| READING PASSAGE |

Centre for Statistics

Improving Covid-19 Data and Evidence Communication

Prof. Chris Dent on issues surrounding communication of COVID-19 data

 

Communication of Covid-19 evidence and data has been a live political issue recently. Following the Westminster government’s announcement on 31 October 2020 of a new lockdown for England, there has been much criticism by the media and by politicians of the evidence presented by the government’s scientific and medical advisers. This culminated on 5 November 2020 with a statement from the UK Statistics Authority, which very directly criticised lack of transparency in the government’s communication of data [1].

This article examines issues that have arisen in recent government communications, drawing extensively on the author’s experience of applied modelling and evidence communication in the energy industry, including in the politically sensitive area of security of energy supply.

 

It must be recognised that the government’s scientific profession has an incredibly challenging task, presenting advice on a new disease on which basis the government will take some of the gravest decisions seen in peacetime. I thus intend this article to convey a positive recommendation of what constitutes good practice. However the story of government communication over the last two months contains enough bad practice that it is impossible to avoid serious criticism. Indeed prominent examples of easily-avoidable poor practice have to a great extent undermined the credibility of the scientific work which underlies it, much of which will be of excellent quality. I am far from alone in this criticism; as an example, David Spiegelhalter (Winton Professor of Public Understanding of Risk at the University of Cambridge and the 2020 Centre for Statistics David Finney Lecturer) said in an article on 7 November: 

“It has been a mess, it really has. All those graphs that got put up at the press conference last Saturday, the projections were out of date at the time, they’re definitely out of date [2].”

 

This article is very detailed, as it is necessary to describe the various prominent examples precisely to make the article’s arguments – among other preparation, I took one for the team by watching back the prominent presentations cited, and listening to all 165 minutes of a parliamentary committee session so you do not have to. I thus proceed by describing examples, and then the broader messages which may be drawn from them.

Scenarios and predictions

On 21 September 2020, the Westminster government Chief Scientific Advisor (CSA) and Chief Medical Officer (CMO) gave a televised evidence presentation in which the CSA presented the following graph [3], showing what would happen if the number of confirmed cases doubled every week:

A UK government graph: "if doubling occurred every seven days what would it look like?"
Graph1: A graph presented by the UK government (21 September 2020) showing an example scenario where doubling occured every day for a week [3]

The CSA emphasised that this was a scenario of what might happen and not a prediction of what would happen, but it was widely interpreted in political and media debate as a prediction. However it is widely recognised among people who specialise in evidence communication that if one presents a single scenario, despite any caveats that are given, it will be interpreted as a prediction. I am thus very surprised that the CSA fell into this common trap, as all that was required was presentation of two scenarios (optimistic and pessimistic) with the message that we need to be prepared for the pessimistic one but hope that something more like the optimistic one occurs.

A Bank of England "fan chart" showing forward projections, with varying degrees of uncertainty
Graph 2: A Bank of England "fan chart" showing forward projections, with varying degrees of uncertainty

 

The Bank of England’s ‘fan charts’ are often held up as an example of good practice for presenting uncertainty in projections. In technical terms, at each point in time a fan chart shows a probability distribution of possible outcome at that time; in more colloquial language, the darker colours in the “fan” represent the more likely possible outcomes over time. An example is shown in Graph 2.

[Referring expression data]
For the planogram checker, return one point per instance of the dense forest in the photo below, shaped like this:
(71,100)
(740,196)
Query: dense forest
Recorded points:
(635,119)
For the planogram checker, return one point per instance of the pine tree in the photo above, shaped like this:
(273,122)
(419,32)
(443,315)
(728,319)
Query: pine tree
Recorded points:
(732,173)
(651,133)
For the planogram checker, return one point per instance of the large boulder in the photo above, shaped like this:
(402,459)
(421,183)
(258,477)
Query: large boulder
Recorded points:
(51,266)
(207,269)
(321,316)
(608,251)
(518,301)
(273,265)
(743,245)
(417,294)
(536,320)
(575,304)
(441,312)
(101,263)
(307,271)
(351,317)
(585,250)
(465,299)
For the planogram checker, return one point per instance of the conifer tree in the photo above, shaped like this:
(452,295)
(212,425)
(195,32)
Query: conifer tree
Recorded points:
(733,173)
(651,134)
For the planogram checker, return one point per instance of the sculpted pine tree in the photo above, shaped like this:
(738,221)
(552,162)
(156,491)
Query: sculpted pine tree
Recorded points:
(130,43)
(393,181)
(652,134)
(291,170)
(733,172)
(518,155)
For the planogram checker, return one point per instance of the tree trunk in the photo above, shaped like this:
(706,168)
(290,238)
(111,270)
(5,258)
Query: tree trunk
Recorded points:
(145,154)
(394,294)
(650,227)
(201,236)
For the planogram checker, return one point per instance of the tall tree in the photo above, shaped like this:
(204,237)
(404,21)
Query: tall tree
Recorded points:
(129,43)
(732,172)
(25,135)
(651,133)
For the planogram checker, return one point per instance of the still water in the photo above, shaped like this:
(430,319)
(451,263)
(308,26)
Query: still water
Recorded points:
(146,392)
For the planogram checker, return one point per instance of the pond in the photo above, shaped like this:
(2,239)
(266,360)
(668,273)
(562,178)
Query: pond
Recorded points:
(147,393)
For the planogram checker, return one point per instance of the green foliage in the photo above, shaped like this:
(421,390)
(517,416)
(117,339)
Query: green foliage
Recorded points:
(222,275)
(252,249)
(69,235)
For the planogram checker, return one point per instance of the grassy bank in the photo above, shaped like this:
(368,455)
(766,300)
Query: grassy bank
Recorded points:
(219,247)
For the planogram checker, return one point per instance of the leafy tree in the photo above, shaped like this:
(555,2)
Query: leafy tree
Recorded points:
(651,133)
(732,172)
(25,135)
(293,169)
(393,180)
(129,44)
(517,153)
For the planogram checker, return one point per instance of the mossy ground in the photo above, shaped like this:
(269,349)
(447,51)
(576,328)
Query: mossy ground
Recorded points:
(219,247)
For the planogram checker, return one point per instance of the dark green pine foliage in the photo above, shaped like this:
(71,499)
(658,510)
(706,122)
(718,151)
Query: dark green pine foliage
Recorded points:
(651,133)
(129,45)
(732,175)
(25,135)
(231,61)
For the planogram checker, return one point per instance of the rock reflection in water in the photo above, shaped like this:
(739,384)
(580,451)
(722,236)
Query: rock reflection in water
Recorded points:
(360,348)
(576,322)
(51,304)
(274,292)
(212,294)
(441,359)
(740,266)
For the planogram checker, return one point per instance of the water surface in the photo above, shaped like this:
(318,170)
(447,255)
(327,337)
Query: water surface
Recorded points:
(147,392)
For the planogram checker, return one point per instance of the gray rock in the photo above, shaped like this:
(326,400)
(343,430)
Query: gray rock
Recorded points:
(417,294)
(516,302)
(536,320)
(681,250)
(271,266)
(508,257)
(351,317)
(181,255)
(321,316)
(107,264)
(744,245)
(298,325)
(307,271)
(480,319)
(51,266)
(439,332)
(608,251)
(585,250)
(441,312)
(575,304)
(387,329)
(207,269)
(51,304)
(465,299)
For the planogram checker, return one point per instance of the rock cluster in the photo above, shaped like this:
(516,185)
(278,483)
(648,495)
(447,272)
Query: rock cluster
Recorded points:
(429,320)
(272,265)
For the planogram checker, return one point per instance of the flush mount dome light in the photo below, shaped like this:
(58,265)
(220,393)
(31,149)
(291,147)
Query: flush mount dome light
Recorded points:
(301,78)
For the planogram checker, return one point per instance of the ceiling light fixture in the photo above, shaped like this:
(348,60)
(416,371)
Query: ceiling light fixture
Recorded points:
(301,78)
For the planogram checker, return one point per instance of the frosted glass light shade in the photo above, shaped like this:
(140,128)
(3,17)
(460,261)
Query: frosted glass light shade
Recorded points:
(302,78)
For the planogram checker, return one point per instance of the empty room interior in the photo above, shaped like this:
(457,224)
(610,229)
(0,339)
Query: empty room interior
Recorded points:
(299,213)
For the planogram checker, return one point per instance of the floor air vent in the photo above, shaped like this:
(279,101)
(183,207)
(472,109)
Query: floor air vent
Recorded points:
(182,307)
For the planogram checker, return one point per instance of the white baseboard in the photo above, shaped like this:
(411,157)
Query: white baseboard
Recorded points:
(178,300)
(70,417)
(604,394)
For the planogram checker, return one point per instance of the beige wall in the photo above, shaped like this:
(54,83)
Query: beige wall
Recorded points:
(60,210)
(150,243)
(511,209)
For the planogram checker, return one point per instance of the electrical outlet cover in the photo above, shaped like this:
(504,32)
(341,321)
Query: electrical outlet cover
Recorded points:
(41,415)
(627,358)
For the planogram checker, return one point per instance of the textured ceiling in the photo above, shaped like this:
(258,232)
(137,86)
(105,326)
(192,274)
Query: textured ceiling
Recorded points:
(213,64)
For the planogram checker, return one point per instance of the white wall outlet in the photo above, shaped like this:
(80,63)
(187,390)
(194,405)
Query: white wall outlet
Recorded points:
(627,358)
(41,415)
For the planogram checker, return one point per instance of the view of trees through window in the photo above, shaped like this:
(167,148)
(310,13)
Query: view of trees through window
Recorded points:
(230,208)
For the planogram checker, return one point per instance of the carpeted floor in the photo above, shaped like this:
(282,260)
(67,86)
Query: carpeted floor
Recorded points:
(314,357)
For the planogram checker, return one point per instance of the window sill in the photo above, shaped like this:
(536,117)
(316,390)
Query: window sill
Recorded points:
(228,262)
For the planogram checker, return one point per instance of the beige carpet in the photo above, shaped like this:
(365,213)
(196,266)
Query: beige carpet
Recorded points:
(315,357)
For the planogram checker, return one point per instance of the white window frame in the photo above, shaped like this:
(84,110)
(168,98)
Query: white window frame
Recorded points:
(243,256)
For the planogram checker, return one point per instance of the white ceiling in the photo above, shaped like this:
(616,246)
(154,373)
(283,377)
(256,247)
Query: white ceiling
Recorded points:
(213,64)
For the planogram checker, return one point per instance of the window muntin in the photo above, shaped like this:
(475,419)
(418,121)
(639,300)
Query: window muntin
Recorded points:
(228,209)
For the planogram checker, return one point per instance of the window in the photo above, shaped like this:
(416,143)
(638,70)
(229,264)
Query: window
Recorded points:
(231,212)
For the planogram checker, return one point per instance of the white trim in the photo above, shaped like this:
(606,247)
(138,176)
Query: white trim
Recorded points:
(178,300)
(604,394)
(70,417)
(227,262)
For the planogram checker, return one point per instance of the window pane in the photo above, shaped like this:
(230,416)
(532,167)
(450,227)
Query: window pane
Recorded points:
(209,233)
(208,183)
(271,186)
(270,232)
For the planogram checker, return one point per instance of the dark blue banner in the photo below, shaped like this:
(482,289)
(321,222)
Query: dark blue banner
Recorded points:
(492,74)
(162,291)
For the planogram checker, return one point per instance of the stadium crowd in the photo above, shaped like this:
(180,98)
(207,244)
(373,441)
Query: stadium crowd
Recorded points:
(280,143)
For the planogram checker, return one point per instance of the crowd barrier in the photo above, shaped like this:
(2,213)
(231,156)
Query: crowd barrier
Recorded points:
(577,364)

| EXERCISE OBJECTIVE |
Answer these questions from the article on Covid-19 data communication:
1. On what date did the UK Statistics Authority issue its statement criticizing the government's communication of data?
2. How many minutes long was the parliamentary committee session the author listened to?
3. What is often held up as an example of good practice for presenting uncertainty in projections?

| ANSWER TO THE PROBLEM |
1. 5 November 2020
2. 165 minutes
3. The Bank of England's fan charts